Task requirements:
Update the items below by changing each "report the coordinates" to "give the coordinates" and keeping everything else the same. Leave the pictures out of your answer.

■ ■ ■ ■ ■ ■ ■

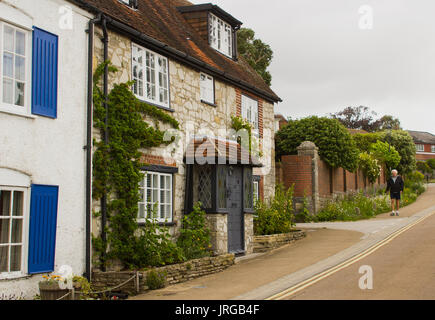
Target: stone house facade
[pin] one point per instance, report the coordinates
(202, 88)
(425, 144)
(42, 134)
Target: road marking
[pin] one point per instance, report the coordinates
(313, 280)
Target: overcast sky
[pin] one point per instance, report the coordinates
(324, 62)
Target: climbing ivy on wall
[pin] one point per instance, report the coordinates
(117, 174)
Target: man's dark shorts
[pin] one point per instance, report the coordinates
(395, 196)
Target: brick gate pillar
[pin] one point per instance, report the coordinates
(308, 148)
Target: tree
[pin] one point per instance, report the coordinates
(258, 54)
(431, 163)
(365, 141)
(336, 146)
(424, 167)
(385, 154)
(370, 167)
(386, 123)
(362, 118)
(404, 144)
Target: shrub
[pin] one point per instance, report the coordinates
(369, 166)
(276, 217)
(415, 183)
(354, 207)
(336, 146)
(194, 239)
(155, 280)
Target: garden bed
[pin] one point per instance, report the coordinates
(173, 274)
(267, 243)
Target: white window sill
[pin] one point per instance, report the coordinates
(22, 115)
(13, 276)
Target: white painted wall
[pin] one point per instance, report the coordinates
(51, 151)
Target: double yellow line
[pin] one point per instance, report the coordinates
(309, 282)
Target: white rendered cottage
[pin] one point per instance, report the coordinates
(43, 98)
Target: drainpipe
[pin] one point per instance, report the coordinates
(106, 135)
(89, 146)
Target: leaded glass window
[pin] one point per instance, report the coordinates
(248, 186)
(222, 187)
(156, 197)
(205, 177)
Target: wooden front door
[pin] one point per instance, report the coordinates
(235, 211)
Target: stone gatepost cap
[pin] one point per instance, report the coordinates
(307, 145)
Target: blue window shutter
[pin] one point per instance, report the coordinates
(42, 233)
(44, 73)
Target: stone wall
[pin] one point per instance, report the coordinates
(218, 225)
(195, 118)
(316, 181)
(266, 243)
(174, 274)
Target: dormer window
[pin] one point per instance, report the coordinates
(221, 35)
(130, 3)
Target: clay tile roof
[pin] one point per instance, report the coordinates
(422, 137)
(162, 21)
(357, 131)
(208, 150)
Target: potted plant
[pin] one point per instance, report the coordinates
(50, 289)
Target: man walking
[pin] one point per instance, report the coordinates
(395, 185)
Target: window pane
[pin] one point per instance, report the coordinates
(8, 65)
(20, 45)
(15, 258)
(4, 231)
(5, 203)
(17, 231)
(17, 209)
(9, 39)
(155, 195)
(19, 94)
(168, 212)
(8, 91)
(20, 64)
(162, 197)
(4, 259)
(222, 187)
(141, 211)
(162, 212)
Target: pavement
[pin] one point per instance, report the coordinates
(327, 245)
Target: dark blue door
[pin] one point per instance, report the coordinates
(43, 224)
(236, 236)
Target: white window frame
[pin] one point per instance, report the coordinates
(420, 147)
(158, 83)
(256, 191)
(12, 108)
(24, 235)
(207, 88)
(144, 188)
(220, 35)
(250, 112)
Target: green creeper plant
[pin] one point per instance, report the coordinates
(194, 239)
(336, 146)
(117, 174)
(369, 166)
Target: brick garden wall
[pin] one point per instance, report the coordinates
(174, 274)
(300, 170)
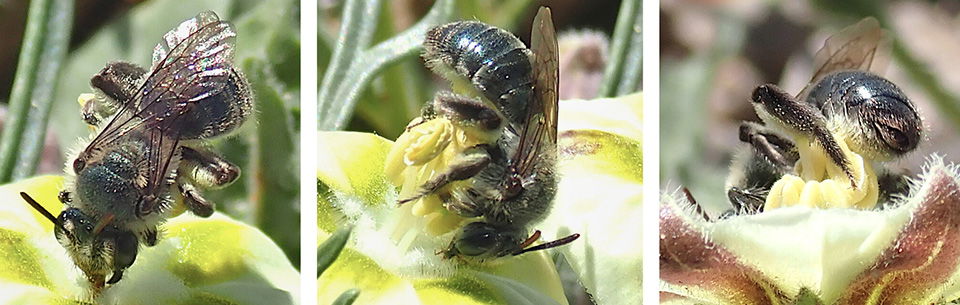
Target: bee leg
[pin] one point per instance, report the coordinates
(116, 83)
(893, 184)
(803, 119)
(464, 111)
(194, 201)
(745, 200)
(206, 169)
(464, 166)
(779, 151)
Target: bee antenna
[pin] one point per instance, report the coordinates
(106, 220)
(556, 243)
(36, 206)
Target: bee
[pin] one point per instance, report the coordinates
(147, 155)
(846, 119)
(498, 147)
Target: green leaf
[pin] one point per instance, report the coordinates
(275, 180)
(330, 249)
(45, 44)
(347, 297)
(354, 64)
(623, 70)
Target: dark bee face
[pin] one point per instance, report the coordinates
(481, 240)
(96, 246)
(886, 120)
(76, 228)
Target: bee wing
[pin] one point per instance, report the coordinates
(540, 130)
(192, 62)
(862, 46)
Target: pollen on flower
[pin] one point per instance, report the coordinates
(420, 154)
(821, 183)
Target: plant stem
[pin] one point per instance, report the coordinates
(626, 44)
(45, 44)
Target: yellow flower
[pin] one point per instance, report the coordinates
(907, 253)
(390, 261)
(197, 261)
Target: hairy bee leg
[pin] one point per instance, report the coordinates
(150, 238)
(893, 185)
(802, 118)
(746, 200)
(194, 201)
(117, 82)
(465, 166)
(206, 169)
(464, 110)
(773, 147)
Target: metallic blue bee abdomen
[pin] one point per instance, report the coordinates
(109, 185)
(495, 62)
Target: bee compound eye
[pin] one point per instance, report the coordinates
(477, 239)
(78, 165)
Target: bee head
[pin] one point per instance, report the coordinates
(480, 240)
(97, 246)
(892, 127)
(79, 164)
(885, 122)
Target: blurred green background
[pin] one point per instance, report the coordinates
(267, 51)
(714, 53)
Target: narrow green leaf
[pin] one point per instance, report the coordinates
(347, 297)
(275, 183)
(343, 82)
(330, 249)
(624, 60)
(45, 44)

■ ■ ■ ■ ■ ■ ■

Solution for this task:
Target: stone house facade
[pin] one point per instance, give the coordinates
(202, 88)
(425, 144)
(42, 134)
Target: road marking
[pin] one point per instance, give the coordinates
(313, 280)
Target: overcast sky
[pin] one point per instance, give the coordinates
(324, 62)
Target: climbing ivy on wall
[pin] one point per instance, give the coordinates
(117, 174)
Target: man's dark shorts
[pin] one point per instance, give the coordinates
(395, 196)
Target: brick gate pillar
[pin] one point per instance, give the coordinates
(308, 148)
Target: tree
[pin] one point per instance, give the coordinates
(258, 54)
(431, 163)
(365, 141)
(336, 146)
(424, 167)
(385, 154)
(370, 167)
(386, 123)
(362, 118)
(404, 144)
Target: shrub
[pin] one point per instance, give the coordinates
(369, 166)
(276, 217)
(415, 183)
(354, 207)
(336, 146)
(194, 239)
(155, 280)
Target: garden bed
[pin] one point per instance, give the coordinates
(173, 274)
(267, 243)
Target: white window sill
[pin] one point per instance, give the coordinates
(22, 115)
(13, 276)
Target: white painted wall
[pin] one point per instance, give the coordinates
(51, 151)
Target: double yellow line
[pin] one point per instance, give the coordinates
(309, 282)
Target: white rendered cottage
[pin] one point per instance, give the coordinates
(43, 98)
Target: drainpipe
[pin] one point per instance, give the coordinates
(106, 135)
(89, 146)
Target: leaded glass window
[pin] one point per instance, give the coordinates
(248, 186)
(222, 187)
(156, 197)
(205, 177)
Target: wooden front door
[pin] one point per instance, give the coordinates
(235, 211)
Target: stone gatepost cap
[pin] one point per instance, give the coordinates
(307, 145)
Target: blue window shutter
[pin] one point per instance, give the coordinates
(42, 233)
(44, 73)
Target: stone wall
[pin] one point per instance, give the coordinates
(218, 225)
(195, 118)
(316, 181)
(266, 243)
(174, 274)
Target: dormer window
[pin] one point per instance, give the coordinates
(221, 35)
(130, 3)
Target: clay tile roof
[pin] one point per instance, give the coordinates
(422, 137)
(162, 21)
(357, 131)
(208, 150)
Target: potted plant
[pin] one point per instance, give the coordinates
(50, 289)
Target: man walking
[pin] one point per instance, give the coordinates
(395, 185)
Target: window pane
[pin] one point per instance, give the coordinates
(8, 65)
(20, 45)
(15, 258)
(4, 231)
(5, 203)
(17, 231)
(17, 209)
(9, 39)
(155, 195)
(19, 94)
(168, 212)
(8, 91)
(20, 64)
(162, 197)
(4, 259)
(222, 187)
(141, 211)
(162, 212)
Target: pavement
[pin] one point per instance, give the coordinates
(327, 245)
Target: dark blue door
[pin] one point per instance, give the coordinates
(43, 224)
(236, 236)
Target: white window frame
[pin] one point per instance, give the coordinates
(420, 147)
(158, 83)
(256, 191)
(12, 108)
(24, 235)
(207, 88)
(144, 188)
(220, 35)
(250, 112)
Target: green creeper plant
[pin] one point per instance, give the coordinates
(194, 239)
(336, 146)
(117, 174)
(369, 166)
Target: brick garden wall
[pin] one point per instance, give the coordinates
(174, 274)
(300, 170)
Target: bee leg
[pin] one point per instance, give the coordinates
(116, 83)
(893, 184)
(803, 119)
(464, 111)
(194, 201)
(745, 200)
(206, 169)
(464, 166)
(779, 151)
Target: bee antenna
[pin] one point per instance, give the coordinates
(106, 220)
(556, 243)
(36, 206)
Target: bee
[pin] one point per instance, give the coordinates
(147, 155)
(846, 119)
(498, 147)
Target: green leaf
[pin] one point per instance, give the coordinates
(275, 180)
(330, 249)
(45, 44)
(347, 297)
(354, 64)
(623, 70)
Target: dark bee face
[pin] one point per instance, give the coordinates
(481, 240)
(96, 246)
(886, 120)
(76, 228)
Target: bee wing
[pin] one point per instance, give the coordinates
(540, 130)
(192, 62)
(862, 46)
Target: pollen on flower
[pin] one point per instance, give the coordinates
(420, 154)
(821, 183)
Target: plant stem
[pin] one point per instance, give the coordinates
(626, 44)
(45, 44)
Target: yellow flower
[pin] one point per instance, give the coordinates
(907, 253)
(390, 261)
(197, 261)
Target: hairy bee leg
[pin] one point per instance, give the coordinates
(150, 238)
(893, 185)
(802, 118)
(746, 200)
(194, 201)
(117, 82)
(465, 166)
(206, 169)
(464, 110)
(773, 147)
Target: metallic blue bee abdomen
[pin] one point per instance, give the coordinates
(109, 185)
(495, 62)
Target: bee compound eye
[pin] one point per instance, give the coordinates
(477, 239)
(78, 165)
Target: bee head
[pin] one point per instance, give the coordinates
(480, 240)
(97, 246)
(892, 127)
(79, 164)
(885, 122)
Target: blurred green background
[pin] one point per instance, give the coordinates
(267, 51)
(714, 53)
Target: narrow green leaf
[pin] one point per instance, give the coordinates
(347, 297)
(275, 183)
(343, 82)
(330, 249)
(624, 60)
(45, 44)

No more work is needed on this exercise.